**SET TASK:** Recast everything from the line containing "Pin the brick house" down to the end of the records below as a numbered list, leaving out any blank lines.

**RAW DATA:**

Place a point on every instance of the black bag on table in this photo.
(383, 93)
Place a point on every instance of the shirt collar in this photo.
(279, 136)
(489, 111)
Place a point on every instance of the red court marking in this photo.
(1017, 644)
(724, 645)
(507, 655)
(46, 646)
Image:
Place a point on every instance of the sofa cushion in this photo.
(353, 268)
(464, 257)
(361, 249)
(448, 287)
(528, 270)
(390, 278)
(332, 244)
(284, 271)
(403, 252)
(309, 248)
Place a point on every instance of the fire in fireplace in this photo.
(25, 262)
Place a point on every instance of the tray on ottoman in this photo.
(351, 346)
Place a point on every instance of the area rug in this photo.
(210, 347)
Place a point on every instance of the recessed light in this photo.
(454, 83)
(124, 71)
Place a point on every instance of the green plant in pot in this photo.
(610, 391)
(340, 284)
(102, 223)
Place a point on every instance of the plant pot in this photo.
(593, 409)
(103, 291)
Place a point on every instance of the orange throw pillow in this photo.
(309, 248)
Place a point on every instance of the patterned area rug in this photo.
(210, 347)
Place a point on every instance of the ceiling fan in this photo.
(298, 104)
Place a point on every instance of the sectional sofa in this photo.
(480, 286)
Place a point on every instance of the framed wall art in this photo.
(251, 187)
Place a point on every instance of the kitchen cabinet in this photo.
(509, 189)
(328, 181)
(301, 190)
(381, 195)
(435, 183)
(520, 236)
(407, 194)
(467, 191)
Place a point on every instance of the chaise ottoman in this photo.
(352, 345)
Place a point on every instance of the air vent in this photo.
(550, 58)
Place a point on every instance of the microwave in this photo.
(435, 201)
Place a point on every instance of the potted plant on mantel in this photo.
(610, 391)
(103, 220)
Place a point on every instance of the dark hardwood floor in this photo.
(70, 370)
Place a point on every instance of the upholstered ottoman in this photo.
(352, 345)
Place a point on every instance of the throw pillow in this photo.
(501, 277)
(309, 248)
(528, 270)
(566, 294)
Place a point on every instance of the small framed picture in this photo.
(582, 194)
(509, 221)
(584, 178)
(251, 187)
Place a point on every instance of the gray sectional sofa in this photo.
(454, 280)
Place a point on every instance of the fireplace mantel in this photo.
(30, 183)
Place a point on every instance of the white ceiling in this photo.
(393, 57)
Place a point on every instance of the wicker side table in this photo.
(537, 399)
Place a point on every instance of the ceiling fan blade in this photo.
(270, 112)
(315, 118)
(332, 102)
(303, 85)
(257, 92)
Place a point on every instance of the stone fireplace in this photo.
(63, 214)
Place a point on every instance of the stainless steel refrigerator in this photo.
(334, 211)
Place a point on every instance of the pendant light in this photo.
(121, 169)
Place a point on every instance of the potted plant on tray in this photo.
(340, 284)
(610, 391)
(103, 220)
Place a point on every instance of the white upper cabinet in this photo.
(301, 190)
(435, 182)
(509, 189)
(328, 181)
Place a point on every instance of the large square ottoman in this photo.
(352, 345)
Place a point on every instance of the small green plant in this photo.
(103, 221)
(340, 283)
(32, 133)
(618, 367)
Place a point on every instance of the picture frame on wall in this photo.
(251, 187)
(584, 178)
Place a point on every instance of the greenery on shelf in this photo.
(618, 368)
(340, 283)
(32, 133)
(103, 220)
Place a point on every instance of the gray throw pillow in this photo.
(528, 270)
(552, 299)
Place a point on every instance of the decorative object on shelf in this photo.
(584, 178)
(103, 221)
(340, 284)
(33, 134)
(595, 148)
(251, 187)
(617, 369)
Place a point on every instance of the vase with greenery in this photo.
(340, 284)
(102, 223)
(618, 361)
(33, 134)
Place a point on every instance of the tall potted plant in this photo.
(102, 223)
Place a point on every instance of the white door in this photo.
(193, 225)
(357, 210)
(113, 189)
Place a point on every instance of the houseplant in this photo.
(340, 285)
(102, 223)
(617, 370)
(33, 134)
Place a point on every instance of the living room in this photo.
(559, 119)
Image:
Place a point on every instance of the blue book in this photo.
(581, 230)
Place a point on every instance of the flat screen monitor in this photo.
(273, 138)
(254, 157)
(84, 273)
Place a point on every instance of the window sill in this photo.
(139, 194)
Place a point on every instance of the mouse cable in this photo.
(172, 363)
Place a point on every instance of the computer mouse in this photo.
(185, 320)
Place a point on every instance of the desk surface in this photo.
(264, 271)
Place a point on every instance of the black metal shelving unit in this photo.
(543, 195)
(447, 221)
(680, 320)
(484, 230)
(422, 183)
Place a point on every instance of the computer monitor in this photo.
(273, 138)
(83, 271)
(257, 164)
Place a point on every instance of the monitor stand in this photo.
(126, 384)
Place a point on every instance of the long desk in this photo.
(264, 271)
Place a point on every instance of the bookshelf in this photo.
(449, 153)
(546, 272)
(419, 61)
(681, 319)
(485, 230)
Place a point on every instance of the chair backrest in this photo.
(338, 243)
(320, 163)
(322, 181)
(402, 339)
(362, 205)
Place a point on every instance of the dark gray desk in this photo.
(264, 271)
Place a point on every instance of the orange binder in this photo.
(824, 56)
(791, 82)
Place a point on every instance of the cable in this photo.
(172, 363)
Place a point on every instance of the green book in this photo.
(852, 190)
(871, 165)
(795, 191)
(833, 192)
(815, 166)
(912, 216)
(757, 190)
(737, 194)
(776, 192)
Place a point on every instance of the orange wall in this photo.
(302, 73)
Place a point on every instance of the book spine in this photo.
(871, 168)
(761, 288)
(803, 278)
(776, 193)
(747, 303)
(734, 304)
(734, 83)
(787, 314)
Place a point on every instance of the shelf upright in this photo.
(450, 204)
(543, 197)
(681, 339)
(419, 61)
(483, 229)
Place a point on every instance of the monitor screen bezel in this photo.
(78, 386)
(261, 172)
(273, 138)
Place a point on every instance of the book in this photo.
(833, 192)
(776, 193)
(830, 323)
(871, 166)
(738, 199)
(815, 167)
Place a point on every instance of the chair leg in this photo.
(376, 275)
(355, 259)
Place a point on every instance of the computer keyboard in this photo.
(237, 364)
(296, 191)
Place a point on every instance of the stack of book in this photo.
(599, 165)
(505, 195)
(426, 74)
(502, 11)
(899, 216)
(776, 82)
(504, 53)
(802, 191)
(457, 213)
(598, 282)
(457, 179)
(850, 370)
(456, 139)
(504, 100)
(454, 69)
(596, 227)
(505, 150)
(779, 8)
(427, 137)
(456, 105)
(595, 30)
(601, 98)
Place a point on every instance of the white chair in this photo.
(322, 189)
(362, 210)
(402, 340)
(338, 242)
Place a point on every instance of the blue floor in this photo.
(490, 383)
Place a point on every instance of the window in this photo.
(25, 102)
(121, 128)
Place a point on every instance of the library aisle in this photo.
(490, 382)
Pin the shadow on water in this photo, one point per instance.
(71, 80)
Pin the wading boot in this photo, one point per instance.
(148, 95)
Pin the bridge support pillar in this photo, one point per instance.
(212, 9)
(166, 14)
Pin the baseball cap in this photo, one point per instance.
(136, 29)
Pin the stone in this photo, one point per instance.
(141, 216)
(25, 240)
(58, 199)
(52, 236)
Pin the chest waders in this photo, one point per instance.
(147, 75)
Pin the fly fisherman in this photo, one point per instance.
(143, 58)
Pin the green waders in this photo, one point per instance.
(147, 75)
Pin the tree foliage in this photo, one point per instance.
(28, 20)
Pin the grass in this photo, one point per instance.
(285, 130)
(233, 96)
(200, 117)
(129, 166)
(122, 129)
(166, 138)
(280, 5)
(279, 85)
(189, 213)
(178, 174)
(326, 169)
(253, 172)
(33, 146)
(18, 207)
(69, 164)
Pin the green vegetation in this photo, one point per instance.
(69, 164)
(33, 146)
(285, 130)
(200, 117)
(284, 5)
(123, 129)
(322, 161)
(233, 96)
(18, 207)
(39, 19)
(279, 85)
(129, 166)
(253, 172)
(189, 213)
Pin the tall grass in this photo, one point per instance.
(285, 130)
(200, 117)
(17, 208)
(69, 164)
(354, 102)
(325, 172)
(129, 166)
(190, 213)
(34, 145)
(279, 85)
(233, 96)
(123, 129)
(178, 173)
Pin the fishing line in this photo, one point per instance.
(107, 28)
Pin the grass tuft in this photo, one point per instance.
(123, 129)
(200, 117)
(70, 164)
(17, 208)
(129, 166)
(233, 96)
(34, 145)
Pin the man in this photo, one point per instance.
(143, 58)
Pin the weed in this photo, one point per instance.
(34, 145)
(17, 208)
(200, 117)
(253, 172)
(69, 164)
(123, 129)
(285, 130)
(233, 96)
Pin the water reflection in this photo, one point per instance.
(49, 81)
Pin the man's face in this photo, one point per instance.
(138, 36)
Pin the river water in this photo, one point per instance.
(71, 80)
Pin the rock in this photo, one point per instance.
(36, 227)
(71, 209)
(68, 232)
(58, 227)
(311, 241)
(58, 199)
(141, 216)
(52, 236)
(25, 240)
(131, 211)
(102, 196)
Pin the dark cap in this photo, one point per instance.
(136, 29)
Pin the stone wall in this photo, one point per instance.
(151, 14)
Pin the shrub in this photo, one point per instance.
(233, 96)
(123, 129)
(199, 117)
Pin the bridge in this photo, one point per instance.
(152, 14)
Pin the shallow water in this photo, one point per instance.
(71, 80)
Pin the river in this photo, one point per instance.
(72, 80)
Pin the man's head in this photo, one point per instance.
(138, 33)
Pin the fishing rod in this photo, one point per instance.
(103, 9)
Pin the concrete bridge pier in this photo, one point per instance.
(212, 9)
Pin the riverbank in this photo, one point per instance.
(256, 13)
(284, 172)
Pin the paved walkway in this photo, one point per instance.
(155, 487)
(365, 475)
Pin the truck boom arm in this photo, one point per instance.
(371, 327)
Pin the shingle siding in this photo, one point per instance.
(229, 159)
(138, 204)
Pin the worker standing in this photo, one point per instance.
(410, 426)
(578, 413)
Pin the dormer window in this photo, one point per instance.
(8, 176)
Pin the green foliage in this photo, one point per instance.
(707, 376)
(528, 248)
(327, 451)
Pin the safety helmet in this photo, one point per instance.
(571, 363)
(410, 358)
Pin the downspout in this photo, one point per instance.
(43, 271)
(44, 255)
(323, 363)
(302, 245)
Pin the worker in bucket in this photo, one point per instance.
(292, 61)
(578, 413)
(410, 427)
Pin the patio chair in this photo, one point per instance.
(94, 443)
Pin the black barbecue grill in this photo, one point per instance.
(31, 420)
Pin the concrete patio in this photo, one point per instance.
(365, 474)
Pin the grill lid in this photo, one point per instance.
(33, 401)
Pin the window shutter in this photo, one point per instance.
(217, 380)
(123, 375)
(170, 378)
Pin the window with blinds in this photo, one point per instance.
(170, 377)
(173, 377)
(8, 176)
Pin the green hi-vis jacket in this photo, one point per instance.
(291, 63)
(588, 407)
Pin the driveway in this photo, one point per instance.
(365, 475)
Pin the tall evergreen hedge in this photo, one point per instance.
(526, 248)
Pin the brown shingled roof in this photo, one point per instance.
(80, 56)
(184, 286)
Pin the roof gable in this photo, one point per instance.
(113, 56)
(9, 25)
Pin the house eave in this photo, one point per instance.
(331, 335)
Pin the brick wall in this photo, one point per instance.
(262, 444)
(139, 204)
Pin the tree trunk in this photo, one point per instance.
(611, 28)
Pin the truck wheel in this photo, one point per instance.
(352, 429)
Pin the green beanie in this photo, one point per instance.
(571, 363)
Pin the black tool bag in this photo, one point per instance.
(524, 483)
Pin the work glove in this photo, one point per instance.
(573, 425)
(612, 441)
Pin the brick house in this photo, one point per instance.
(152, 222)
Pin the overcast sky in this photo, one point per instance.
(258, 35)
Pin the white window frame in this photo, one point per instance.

**COMPLETE ANSWER:**
1. Pin the brick house in this photo, one point per instance.
2. (152, 222)
3. Pin the overcast sky in this photo, one point per instance.
4. (258, 35)
5. Pin the white window frame in this photo, one point per instance.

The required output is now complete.